- [GIVEN EXERCISE A]
Translate this sentence from the forum thread into Spanish: "How can I teach myself to overcome insecurity and jealousy?"

- [PASSAGE SHOWN]
↓

# Jealousy is really getting to me, I need some advice...



## cap32 (Sep 8, 2009)

How can I teach myself to overcome insecurity and jealousy? I am afraid that I’m starting to corrode my relationship with my husband.

Sorry this is so long…I’m just trying to give all the info I can. 

I have learned something about myself this last week. I am insanely jealous of other women that my husband speaks to. We have been arguing about it a lot this past week, and I know that it’s my problem, but I just don’t know how to get over it and move on, and prevent it from coming back.

This particular fight started over his facebook page, and an ex girlfriend (let’s call her Girl A --they have been friends since high school after dating, and he took her virginity) that he was friends with on there. For the most part, I was handling that okay, being the “cool” wife that was okay with keeping in touch with people from his past. I have met Girl A on several occasions, and although I do believe she would jump at the chance to be with him if he gave it to her, I honestly believe that he would never, and I do trust him, and they don’t hang out when I’m not around anyway. Plus, it has been over 15 years since they were romantic, just carrying on a friendship since that time. I have gotten upset a few other times about contact with this girl before. They had a his back and forth on myspace also back when that was all the rage, and he angrily deleted his myspace page when I said I was upset about some joking (with sexual innuendo) comments they made to each other, even though I was telling him that is not what I was trying to do. 

I really tried to be cool about it and keep myself collected this time when he started up on facebook. 

I did get jealous occasionally to see that he and Girl A almost always immediately respond to each other’s posts every time they make one… I totally trusted that nothing was going on in reality, but I just experienced those pangs of jealousy. But I didn’t say anything and concentrated on talking myself out of it. It just made me start to wonder exactly what this connection they have is.

↑

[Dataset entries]
↓

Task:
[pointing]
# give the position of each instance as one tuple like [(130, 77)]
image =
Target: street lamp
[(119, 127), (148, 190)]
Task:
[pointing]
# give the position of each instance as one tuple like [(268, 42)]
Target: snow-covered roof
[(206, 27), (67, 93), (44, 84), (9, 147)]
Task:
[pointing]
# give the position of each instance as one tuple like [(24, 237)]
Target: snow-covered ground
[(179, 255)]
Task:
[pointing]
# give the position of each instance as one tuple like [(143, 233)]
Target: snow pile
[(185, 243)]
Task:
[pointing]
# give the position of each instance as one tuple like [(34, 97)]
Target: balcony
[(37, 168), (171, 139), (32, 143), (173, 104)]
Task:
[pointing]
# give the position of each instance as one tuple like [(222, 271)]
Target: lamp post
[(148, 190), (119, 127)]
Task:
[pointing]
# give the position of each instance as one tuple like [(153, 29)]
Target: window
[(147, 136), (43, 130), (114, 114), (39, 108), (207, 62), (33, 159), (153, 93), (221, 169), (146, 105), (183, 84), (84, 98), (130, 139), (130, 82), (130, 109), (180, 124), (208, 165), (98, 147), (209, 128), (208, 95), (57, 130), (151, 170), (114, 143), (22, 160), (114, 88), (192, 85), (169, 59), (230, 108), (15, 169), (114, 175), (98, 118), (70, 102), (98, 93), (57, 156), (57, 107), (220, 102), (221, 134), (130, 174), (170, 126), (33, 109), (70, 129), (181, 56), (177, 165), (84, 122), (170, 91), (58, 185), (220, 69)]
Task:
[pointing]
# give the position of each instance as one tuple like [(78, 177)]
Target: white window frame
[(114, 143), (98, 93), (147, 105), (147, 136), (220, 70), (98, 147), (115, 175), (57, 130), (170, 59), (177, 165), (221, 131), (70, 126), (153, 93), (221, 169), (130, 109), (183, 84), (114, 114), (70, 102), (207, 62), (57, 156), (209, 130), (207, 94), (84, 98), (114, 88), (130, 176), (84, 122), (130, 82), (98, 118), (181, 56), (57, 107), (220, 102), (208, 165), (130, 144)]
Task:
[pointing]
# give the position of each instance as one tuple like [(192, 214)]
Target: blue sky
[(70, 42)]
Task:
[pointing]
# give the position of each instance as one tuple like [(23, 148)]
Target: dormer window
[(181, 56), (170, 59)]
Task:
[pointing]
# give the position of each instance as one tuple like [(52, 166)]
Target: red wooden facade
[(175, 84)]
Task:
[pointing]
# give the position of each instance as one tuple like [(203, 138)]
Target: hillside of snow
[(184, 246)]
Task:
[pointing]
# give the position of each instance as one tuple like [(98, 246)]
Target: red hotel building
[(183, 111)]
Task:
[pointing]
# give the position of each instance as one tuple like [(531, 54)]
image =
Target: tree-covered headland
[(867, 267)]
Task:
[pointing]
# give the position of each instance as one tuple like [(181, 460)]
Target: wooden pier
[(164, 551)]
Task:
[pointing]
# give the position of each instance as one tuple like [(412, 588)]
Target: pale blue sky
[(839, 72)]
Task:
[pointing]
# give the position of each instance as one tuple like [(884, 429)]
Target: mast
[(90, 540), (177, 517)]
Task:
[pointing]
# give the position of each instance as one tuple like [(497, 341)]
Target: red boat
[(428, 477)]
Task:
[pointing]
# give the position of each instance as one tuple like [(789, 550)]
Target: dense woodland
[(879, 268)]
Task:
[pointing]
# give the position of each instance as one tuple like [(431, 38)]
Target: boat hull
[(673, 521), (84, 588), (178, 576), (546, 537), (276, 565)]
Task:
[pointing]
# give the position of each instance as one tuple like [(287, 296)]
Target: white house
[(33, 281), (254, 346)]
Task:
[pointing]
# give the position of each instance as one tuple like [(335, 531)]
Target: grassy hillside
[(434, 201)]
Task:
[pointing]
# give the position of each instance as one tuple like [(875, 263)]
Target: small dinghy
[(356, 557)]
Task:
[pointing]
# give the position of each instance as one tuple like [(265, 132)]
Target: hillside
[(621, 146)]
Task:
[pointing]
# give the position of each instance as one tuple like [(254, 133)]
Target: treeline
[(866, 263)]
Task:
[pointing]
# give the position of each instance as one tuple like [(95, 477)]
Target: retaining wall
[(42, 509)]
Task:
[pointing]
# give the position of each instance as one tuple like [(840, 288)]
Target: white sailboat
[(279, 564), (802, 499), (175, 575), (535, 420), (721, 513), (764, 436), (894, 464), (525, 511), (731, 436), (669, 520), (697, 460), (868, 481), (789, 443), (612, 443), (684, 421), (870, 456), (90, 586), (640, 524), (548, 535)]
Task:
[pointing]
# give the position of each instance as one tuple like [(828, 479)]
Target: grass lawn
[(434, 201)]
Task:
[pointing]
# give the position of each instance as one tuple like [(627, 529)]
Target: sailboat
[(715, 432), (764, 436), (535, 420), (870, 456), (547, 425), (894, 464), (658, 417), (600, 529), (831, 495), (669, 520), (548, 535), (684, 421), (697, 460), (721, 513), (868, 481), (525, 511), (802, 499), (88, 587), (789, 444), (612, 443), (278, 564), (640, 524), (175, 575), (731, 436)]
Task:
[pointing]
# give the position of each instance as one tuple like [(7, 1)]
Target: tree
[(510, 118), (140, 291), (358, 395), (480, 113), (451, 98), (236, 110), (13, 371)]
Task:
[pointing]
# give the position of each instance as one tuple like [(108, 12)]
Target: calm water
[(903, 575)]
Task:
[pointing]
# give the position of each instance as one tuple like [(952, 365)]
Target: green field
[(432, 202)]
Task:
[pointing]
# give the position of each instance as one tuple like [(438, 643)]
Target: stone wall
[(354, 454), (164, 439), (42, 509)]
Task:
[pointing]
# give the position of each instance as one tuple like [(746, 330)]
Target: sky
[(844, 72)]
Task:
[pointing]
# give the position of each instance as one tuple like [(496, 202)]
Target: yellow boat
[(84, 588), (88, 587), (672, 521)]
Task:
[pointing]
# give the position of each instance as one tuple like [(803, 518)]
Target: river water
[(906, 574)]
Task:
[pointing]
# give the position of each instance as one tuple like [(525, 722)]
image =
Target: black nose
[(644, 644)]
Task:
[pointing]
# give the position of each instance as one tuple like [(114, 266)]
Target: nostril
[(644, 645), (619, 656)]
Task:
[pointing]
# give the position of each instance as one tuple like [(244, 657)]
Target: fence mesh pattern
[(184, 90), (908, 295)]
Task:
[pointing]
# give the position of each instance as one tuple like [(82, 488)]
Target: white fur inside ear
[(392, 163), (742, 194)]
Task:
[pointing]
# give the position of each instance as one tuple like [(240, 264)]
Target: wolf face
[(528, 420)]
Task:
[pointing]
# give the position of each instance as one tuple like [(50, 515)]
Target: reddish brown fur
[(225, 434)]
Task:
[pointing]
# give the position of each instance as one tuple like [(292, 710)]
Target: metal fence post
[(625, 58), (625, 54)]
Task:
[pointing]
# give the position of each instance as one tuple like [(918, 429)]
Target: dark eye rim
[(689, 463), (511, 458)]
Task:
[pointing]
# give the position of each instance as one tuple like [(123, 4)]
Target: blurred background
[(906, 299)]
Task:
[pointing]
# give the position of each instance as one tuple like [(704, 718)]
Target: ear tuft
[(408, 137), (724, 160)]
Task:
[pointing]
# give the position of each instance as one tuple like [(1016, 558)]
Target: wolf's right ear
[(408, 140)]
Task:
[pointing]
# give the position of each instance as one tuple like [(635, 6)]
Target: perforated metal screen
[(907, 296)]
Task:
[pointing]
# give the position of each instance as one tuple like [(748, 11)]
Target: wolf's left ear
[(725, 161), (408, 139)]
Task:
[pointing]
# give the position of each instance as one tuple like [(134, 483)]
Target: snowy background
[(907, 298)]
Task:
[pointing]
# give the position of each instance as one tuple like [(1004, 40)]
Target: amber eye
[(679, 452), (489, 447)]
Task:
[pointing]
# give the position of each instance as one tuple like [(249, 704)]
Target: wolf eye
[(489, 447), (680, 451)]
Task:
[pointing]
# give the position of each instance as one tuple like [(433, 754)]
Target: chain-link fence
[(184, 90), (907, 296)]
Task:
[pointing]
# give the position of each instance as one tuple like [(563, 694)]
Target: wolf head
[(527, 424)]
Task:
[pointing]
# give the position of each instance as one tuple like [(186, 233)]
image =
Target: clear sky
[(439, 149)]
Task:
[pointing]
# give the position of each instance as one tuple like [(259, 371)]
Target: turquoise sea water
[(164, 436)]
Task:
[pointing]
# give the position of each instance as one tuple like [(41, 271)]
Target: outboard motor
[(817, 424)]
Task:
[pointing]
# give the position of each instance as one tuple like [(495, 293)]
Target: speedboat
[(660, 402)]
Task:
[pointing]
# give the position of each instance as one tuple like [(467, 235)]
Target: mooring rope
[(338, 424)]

↑

- [GIVEN EXERCISE B]
Return each line of the records above that contains the string "post".

- [ANSWER A]
¿Cómo puedo aprender por mi cuenta a superar la inseguridad y los celos?

- [ANSWER B]
Target: lamp post
Target: metal fence post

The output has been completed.